**TEXT PASSAGE**.
* START *

Black Hat SEO and Search Engine Spam
Every measure that is only taken to improve ranking in search engines without an effect for the visitor of the website, is, concerning the Google and other search engines terms of service, to be marked as search engine spam.
Definitions of Search Engine Spam
- Content, that is especially produced for search engines
- Produce more than one listing for a given keyword
- Redirects to webpages that are not providing any content for the given keyword combination
There are many different types of Search Engine Spam techniques; some are used because there are mistakes in the interpretation of “Search Engine Optimization” by hobby webmasters, which tend to falsely interpret information about Search Engine Optimization.
2 different types of Search Engine Optimization
In order to define the different Types of Search Engine Optimization, SEOs coined the terms “White Hat SEO” and “Black Hat SEO”.
These 2 terms are borrowed from the “hacker” scene, where these describe a similiar type of use.
White Hat SEO
One is considered as a white hat SEO, if one follows the rules that are stated officially, e.g. the Google Guidelines for webmasters, and does not violate these. Any white hat SEO does not use search engine spam techniques to rank webpages for customers or own projects.
Black Hat SEO
Any Black Hat SEO most often uses one or more types of Search Engine Spam to reach its optimization goals. The problem with Black Hat SEO is the high risk of getting banned from the search engines index.
General remark
If you are doing online marketing/search engine optimization, you need to decide which techniques you use. If you decide to use white hat seo, you can be sure that your webpages stay in the index of search engines and your ranking should be considered quite stable.
On the other hand, if you are using Black Hat SEO you could gain some profit through good rankings, but these could only be for weeks, or even only days, until spam filters and spam reports can get your website banned by the search engines. If you are offering search engine optimization services for clients you also have to risk to explain a possible exclusion from the search-engines to the client, which might loose a lot of money through not beeing listed in the major search engines.
Search Engine Spam Techniques
There are many different search engine spam techniques, most of them can be easily applied to a website/webpage. Nevertheless some of the spam techniques need further technical experience and knowledge, like Cloaking.
Keyword Stuffing
Keyword stuffing is often seen on many webpages, especially older webpages.
Keyword Stuffing is defined as the inapropriate use of keywords in a very obvious way, stuffing them in the title, the Metatag keyword or the websites content.
The goal of Keyword Stuffing is to reach a high keyword density to influence this on the page factor in a positive way.
Example
This webpage contains information about printer drivers, printer driver, and printer drivers
Explanation
Webmasters that use Keyword Stuffing try to increase their Keyword Density without having to write longer texts/detailed information, which would cost more money. It is easy to produce Keyword Stuffing in titles, or webpages, and you can get free keyword lists, for example with the Overture Keyword Suggestion Tool.

* END *

**STORED ROWS**.
* START *

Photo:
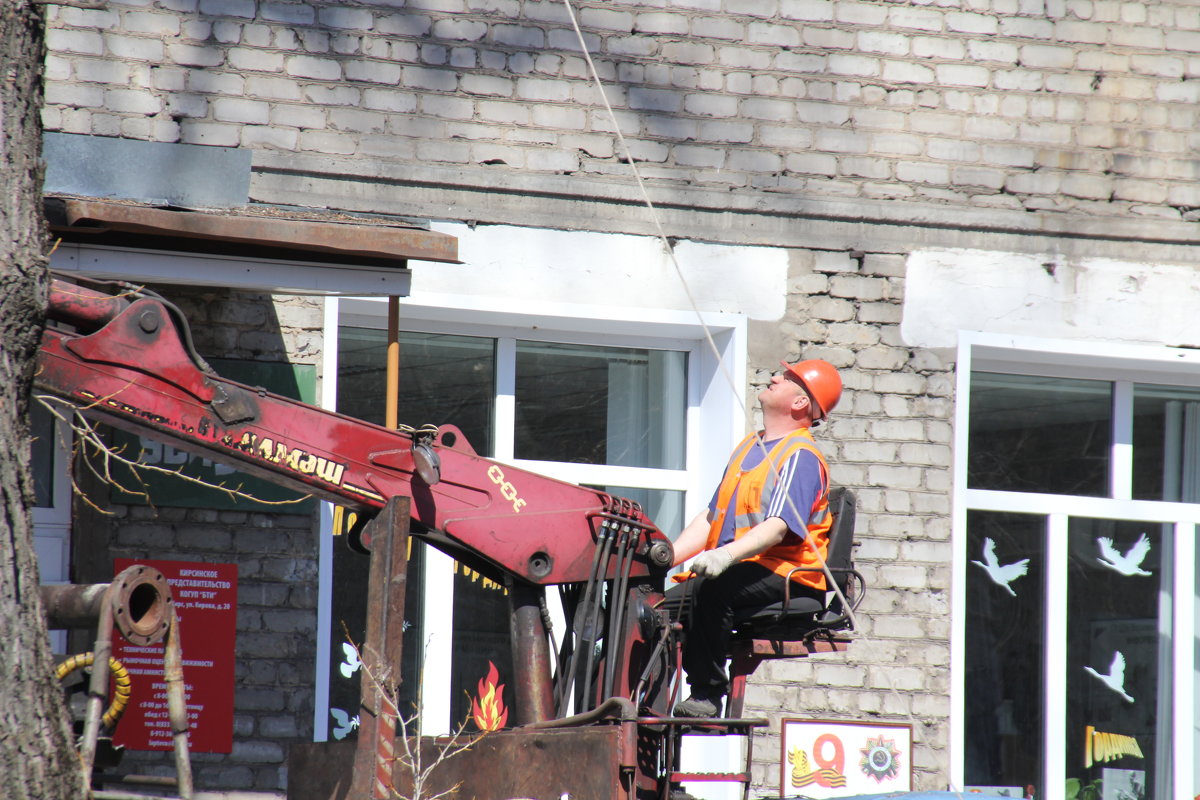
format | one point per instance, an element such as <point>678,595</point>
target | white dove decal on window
<point>1001,573</point>
<point>352,662</point>
<point>343,723</point>
<point>1128,563</point>
<point>1115,679</point>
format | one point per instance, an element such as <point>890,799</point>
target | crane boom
<point>129,361</point>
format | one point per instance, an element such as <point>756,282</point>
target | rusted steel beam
<point>381,650</point>
<point>376,241</point>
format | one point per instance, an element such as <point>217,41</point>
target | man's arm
<point>760,539</point>
<point>693,539</point>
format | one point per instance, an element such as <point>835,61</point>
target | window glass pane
<point>42,434</point>
<point>1049,435</point>
<point>481,641</point>
<point>600,404</point>
<point>443,379</point>
<point>348,608</point>
<point>1167,444</point>
<point>1005,643</point>
<point>1116,655</point>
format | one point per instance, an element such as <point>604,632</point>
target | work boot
<point>697,705</point>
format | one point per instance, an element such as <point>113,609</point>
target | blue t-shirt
<point>798,487</point>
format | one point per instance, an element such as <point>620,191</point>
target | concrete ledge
<point>574,203</point>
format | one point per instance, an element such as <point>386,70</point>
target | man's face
<point>781,392</point>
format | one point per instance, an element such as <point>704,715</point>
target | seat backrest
<point>843,505</point>
<point>840,553</point>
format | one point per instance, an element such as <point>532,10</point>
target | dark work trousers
<point>706,607</point>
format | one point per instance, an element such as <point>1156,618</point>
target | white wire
<point>695,306</point>
<point>712,343</point>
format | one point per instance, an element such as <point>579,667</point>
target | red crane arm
<point>130,362</point>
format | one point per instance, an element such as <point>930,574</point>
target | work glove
<point>711,564</point>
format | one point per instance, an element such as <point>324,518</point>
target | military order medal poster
<point>823,758</point>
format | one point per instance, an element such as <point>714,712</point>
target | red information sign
<point>207,603</point>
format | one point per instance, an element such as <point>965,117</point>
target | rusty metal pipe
<point>72,605</point>
<point>615,708</point>
<point>97,689</point>
<point>531,655</point>
<point>138,600</point>
<point>177,705</point>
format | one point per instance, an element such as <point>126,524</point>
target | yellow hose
<point>123,685</point>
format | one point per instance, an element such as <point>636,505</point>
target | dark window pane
<point>348,611</point>
<point>1049,435</point>
<point>42,432</point>
<point>600,404</point>
<point>1113,653</point>
<point>443,379</point>
<point>1167,444</point>
<point>480,642</point>
<point>1005,643</point>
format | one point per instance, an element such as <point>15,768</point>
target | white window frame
<point>1123,365</point>
<point>52,523</point>
<point>715,422</point>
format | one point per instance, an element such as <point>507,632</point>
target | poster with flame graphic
<point>487,707</point>
<point>826,758</point>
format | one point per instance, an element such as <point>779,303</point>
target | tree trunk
<point>37,757</point>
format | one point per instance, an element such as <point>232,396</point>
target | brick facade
<point>1084,107</point>
<point>849,132</point>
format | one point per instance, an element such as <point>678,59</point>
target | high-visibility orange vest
<point>753,489</point>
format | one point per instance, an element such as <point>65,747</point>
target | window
<point>1077,500</point>
<point>52,507</point>
<point>621,408</point>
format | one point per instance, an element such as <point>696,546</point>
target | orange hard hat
<point>821,380</point>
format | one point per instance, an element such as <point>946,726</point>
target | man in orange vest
<point>773,497</point>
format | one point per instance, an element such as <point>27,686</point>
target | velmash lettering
<point>294,458</point>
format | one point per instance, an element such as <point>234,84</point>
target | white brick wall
<point>823,67</point>
<point>1089,110</point>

* END *

**EXERCISE REQUIREMENTS**.
1. In the passage on search engine spam, where were the terms "White Hat SEO" and "Black Hat SEO" borrowed from?
2. Pick up the passage on search engine spam after its final sentence and keep writing it.

**ANSWERS TO THE TASKS**.
1. They were borrowed from the hacker scene.

2.
Why Keyword Stuffing doesn’t work
Keyword Stuffing does not work, because search engines analyse every word on a webpage, and can detect Keyword Stuffing easily. In addition to this, on the page factors only make up about 10 % of the ranking algorithm, Metatags (if stuffing occurs in the Metatag Keyword), are not considered important.
White Hat SEO Alternatives
In order to reach keyword density, that is positive for your webpage and not considered as keyword stuffing, you should stick to producing content for your visitors, ask them for feedback, and let friends and customers read and correct your webpages.
Invisible Text
Another type of Search Engine Spam, that is similar in its aim to Keyword Stuffing, is the placement of invisible text on the webpage. Webmasters put invisible text on webpages, in order to include their keywords and search engine “optimized” spam content without visitors getting to see it.
Invisible Text with HTML
The method that is often used by hobby webmasters, and is very simple to apply, is to create your text in the color of your websites background.
Search engines can detect this type of spam through analysing the html tags, and comparing the colors stated for the background and the content/text.
Search engines also penalize a very small difference, e.g. white and grey, as spam.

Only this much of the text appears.